#### Soal:
1. Menurut kutipan teks tentang bisnis keluarga Suharto, siapa yang menjadi partner Sigit dalam Nusamba?
2. Kutiplah bagian kutipan teks tentang bisnis keluarga Suharto antara "Setelah anak-anak Suharto" dan "(untuk konsumsi wartawan).", termasuk kedua bagian itu.

#### Kutipan Teks:
Namun sebelum membentuk konglomeratnya sendiri, Sigit dan Tutut bersama-sama
sudah menguasai 32 % saham Bank Central Asia (BCI), bank kelompok Salim,
sedangkan Sigit sendiri jadi partner Bob Hasan dalam Nusamba. Dalam kurun
waktu itu, ibu mereka sendiri sudah menjadi pemegang saham dan direksi
berbagai perusahaan yang berafiliasi ke Mangadeg, Kartika Jaya, Kartika
Chandra, dan Hanurata.

Setelah anak-anak Suharto ingin muncul sendiri sebagai "usahawan" (baca:
"kapitalis rente"), mulailah mereka dilibatkan dalam kepengurusan
yayasan-yayasan yang diketuai orangtua mereka, di mana mereka dengan
mudah -- tanpa sorotan pers -- berinteraksi dengan para pembantu Suharto di
pemerintahan. Itulah "kitchen cabinet " di mana berbagai keputusan digodog
sampai matang, sebelum disajikan ke ruang depan di mana kabinet yang resmi
bersidang (untuk konsumsi wartawan).

Sesudah konglomerat-konglomerat anak-anak Suharto semakin besar, mulailah
Tutut dan Bambang mendirikan yayasan-yayasan mereka sendiri, sambil juga
mendirikan perusahaan media massa elektronik dan cetak untuk mempengaruhi
opini massa. Dengan dipelopori si anak sulung, Tutut, para P-3 (putra-putri
presiden) juga mulai tampil menguasai kepengurusan Golkar, bersama para
partner bisnis mereka, seperti Anthony Salim. Sementara itu, ekspansi bisnis
mereka semakin menjadi-jadi, yang ikut "menyumbang" pembengkakan hutang
swasta Indonesia ke bank-bank asing sebesar 80 milyar dollar AS.

Politik pemerintahan yang begitu personalized inilah yang selama tiga
dasawarsa dipupuk lewat yayasan-yayasan Suharto ini. Celakanya, pada saat
pembenahan administrasi pemerintahan dan politik negara diperlukan, Suharto
bukannya lebih dahulu meminta persetujuan DPR-RI bagi komitmen-komitmennya
ke IMF, sesuai dengan ketentuan Pasal 23 UUD 1945, di mana pembicaraan
tentang syarat-syarat IMF terbuka untuk umum.

#### Bahan yang Disediakan:
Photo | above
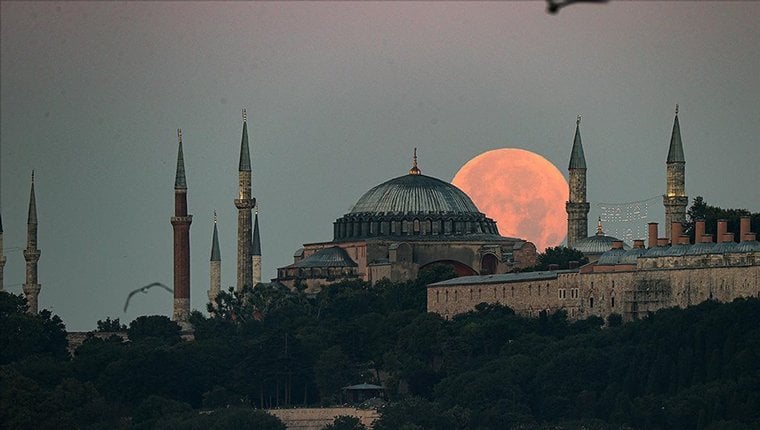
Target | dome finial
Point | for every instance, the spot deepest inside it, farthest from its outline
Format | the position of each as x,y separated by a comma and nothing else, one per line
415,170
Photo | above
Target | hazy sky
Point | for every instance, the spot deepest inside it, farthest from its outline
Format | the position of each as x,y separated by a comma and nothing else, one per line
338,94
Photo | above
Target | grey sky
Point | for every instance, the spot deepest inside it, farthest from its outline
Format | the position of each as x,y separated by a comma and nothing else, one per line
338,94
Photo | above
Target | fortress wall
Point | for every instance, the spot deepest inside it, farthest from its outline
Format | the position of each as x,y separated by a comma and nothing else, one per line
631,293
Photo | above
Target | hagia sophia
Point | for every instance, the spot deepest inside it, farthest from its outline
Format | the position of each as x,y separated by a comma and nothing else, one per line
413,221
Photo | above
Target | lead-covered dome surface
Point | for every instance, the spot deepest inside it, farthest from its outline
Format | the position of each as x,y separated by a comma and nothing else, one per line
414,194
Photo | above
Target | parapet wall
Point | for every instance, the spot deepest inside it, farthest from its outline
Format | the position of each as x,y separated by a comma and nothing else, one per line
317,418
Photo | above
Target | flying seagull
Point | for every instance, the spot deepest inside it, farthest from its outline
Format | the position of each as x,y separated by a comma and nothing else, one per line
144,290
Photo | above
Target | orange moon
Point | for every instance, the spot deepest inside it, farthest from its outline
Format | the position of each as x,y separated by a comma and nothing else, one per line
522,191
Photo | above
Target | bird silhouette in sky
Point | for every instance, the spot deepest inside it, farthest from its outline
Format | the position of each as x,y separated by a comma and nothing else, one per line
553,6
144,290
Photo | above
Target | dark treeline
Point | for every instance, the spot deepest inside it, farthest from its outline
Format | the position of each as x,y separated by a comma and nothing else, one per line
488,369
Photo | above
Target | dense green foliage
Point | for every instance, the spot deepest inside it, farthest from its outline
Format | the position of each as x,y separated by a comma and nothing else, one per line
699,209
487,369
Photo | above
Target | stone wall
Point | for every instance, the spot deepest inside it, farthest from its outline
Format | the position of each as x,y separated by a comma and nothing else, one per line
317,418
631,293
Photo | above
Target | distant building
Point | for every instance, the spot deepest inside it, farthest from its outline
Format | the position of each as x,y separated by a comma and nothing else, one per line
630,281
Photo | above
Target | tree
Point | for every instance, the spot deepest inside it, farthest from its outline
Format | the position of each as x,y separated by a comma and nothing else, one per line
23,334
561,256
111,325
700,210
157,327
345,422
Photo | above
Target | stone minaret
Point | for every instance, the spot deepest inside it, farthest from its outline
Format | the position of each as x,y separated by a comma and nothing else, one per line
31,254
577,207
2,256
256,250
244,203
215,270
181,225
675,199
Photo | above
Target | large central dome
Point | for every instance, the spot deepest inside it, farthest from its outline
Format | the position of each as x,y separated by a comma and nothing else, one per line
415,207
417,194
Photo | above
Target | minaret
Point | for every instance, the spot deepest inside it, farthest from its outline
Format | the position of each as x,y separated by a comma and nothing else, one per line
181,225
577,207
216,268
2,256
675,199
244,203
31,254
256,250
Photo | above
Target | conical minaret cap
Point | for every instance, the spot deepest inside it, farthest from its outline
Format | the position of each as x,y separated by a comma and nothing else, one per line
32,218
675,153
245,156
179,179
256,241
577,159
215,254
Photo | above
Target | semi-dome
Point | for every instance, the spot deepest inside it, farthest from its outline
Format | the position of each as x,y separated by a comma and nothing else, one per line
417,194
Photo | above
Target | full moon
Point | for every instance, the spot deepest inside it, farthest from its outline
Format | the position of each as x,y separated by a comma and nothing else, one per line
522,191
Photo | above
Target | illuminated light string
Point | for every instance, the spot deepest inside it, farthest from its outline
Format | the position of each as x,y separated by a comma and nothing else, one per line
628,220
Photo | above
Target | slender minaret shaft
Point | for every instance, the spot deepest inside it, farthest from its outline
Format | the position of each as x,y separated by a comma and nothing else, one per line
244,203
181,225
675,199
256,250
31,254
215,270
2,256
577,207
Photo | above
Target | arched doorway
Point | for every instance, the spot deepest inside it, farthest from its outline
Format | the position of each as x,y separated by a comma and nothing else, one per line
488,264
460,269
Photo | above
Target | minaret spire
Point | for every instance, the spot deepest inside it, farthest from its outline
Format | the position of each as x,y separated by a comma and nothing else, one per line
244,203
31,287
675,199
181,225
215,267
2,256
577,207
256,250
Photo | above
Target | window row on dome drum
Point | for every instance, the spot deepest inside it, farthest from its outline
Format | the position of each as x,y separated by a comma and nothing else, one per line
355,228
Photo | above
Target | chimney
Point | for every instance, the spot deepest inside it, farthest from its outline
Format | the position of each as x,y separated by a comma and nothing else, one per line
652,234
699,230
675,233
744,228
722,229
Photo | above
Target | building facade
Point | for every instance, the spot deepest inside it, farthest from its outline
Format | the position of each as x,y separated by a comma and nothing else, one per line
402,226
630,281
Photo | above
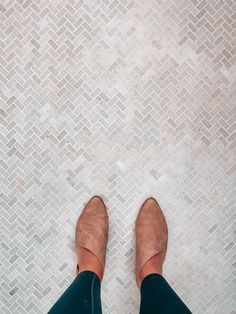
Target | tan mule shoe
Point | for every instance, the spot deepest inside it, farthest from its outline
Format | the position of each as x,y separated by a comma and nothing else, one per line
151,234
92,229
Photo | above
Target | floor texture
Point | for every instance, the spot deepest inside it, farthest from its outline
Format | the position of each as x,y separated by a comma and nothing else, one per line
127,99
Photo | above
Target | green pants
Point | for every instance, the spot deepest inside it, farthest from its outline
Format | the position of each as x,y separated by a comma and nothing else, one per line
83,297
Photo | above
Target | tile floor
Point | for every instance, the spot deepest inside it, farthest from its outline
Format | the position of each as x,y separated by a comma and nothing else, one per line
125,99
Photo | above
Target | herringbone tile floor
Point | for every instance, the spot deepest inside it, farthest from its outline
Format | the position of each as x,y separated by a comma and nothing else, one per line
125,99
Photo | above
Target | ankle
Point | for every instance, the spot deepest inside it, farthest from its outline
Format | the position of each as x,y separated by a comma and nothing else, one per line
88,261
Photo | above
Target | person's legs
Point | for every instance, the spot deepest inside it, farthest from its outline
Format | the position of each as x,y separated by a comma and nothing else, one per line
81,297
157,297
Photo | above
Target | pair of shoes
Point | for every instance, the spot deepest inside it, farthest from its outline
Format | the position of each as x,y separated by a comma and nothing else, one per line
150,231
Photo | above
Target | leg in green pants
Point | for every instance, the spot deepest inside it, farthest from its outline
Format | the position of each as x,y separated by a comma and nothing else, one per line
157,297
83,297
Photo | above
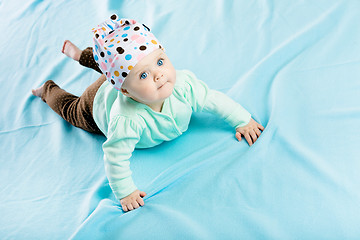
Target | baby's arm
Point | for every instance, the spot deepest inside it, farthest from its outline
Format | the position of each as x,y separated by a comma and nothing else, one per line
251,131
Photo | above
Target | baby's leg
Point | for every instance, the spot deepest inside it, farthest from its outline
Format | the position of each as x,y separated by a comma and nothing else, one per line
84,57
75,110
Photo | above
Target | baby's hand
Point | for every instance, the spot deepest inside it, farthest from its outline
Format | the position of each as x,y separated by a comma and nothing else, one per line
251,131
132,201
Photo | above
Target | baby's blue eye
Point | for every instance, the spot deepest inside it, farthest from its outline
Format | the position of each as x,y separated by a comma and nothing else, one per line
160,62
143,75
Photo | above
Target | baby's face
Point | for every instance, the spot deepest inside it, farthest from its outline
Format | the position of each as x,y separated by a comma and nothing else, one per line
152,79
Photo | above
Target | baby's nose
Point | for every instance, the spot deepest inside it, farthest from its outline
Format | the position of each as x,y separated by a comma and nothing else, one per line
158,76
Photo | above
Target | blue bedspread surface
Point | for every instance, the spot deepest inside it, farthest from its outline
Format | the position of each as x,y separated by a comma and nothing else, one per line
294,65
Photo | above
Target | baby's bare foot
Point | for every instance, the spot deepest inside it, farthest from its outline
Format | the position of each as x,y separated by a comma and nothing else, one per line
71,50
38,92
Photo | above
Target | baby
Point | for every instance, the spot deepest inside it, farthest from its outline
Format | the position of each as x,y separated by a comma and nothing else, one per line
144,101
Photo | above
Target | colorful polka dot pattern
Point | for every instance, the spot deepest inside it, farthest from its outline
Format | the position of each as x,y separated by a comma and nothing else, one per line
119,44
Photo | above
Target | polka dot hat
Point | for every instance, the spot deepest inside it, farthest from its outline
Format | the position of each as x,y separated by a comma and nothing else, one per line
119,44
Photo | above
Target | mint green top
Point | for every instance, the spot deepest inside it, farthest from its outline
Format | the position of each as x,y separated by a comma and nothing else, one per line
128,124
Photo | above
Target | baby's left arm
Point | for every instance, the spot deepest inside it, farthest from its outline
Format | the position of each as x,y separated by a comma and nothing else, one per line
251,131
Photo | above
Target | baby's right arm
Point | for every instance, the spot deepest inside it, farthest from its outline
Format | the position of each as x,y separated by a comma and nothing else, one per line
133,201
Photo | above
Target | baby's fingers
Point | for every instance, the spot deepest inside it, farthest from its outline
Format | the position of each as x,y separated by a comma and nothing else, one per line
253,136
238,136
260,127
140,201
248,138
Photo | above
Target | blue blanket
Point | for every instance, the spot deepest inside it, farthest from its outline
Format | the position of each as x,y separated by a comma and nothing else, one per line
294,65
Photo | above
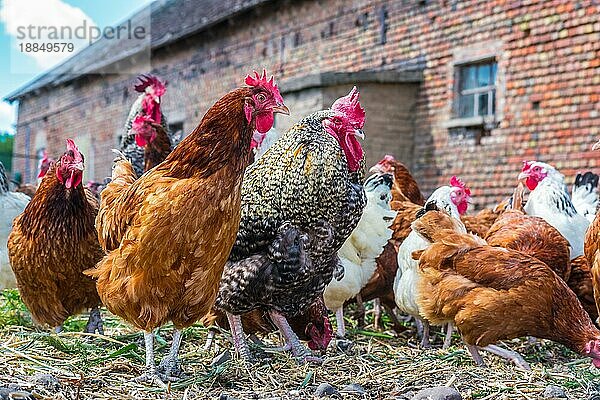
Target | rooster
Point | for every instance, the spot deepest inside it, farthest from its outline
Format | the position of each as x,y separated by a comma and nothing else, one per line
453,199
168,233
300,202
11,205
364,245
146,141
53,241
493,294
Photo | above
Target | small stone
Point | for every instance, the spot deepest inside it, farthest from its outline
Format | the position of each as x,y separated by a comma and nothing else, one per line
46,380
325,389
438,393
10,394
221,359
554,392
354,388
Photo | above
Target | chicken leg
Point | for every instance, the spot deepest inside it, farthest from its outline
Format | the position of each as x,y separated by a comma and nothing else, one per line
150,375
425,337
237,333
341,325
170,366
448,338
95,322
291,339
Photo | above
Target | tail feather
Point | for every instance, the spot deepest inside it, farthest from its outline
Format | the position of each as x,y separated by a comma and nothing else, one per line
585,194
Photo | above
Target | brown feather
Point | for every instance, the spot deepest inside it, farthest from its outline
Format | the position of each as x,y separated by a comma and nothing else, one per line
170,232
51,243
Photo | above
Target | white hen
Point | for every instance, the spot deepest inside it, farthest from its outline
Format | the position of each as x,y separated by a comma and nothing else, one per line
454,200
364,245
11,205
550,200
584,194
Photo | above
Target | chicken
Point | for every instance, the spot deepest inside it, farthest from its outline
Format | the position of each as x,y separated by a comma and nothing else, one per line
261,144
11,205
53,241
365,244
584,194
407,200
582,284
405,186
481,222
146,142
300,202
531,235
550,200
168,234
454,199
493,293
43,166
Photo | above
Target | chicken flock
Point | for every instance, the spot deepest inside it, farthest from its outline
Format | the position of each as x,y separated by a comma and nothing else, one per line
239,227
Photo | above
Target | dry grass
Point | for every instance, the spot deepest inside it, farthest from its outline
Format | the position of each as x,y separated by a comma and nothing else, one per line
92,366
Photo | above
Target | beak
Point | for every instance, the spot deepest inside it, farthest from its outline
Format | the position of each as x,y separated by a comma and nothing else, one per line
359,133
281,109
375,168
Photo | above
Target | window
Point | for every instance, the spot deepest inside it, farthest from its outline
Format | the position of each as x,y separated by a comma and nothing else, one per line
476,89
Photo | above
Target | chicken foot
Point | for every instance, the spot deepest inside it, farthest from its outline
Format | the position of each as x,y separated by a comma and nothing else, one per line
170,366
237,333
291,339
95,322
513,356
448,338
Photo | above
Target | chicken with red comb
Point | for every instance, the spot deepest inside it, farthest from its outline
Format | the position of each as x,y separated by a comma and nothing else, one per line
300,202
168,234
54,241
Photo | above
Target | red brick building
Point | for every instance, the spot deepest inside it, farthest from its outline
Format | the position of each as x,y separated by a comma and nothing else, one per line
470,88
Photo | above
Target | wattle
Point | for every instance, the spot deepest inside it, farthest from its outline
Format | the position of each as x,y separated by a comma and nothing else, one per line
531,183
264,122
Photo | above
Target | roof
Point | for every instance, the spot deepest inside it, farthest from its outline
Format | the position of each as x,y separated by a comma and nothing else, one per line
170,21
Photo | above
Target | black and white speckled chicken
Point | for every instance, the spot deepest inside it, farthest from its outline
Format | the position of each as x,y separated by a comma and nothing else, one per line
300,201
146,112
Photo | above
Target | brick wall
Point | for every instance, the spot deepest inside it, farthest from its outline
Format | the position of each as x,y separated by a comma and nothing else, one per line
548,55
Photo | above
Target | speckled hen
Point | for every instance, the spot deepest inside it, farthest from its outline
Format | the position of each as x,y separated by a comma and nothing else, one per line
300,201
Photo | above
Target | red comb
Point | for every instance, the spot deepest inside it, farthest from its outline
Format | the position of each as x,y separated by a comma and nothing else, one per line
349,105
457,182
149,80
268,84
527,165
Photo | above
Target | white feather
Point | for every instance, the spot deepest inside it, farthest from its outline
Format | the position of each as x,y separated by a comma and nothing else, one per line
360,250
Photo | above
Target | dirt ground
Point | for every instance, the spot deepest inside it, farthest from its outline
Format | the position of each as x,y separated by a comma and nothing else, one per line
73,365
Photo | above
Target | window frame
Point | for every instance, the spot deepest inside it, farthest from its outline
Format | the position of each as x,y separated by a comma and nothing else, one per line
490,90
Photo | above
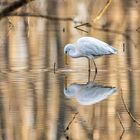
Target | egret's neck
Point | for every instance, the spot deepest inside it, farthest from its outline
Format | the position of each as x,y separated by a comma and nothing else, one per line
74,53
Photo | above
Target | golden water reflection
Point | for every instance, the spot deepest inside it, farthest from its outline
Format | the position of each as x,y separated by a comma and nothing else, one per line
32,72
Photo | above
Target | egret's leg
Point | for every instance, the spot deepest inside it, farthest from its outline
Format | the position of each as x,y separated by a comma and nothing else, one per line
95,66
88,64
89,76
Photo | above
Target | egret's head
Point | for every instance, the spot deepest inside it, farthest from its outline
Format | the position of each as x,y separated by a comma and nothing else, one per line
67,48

#### Jawaban Tiap Soal:
1. Bob Hasan.

2.
Setelah anak-anak Suharto ingin muncul sendiri sebagai "usahawan" (baca:
"kapitalis rente"), mulailah mereka dilibatkan dalam kepengurusan
yayasan-yayasan yang diketuai orangtua mereka, di mana mereka dengan
mudah -- tanpa sorotan pers -- berinteraksi dengan para pembantu Suharto di
pemerintahan. Itulah "kitchen cabinet " di mana berbagai keputusan digodog
sampai matang, sebelum disajikan ke ruang depan di mana kabinet yang resmi
bersidang (untuk konsumsi wartawan).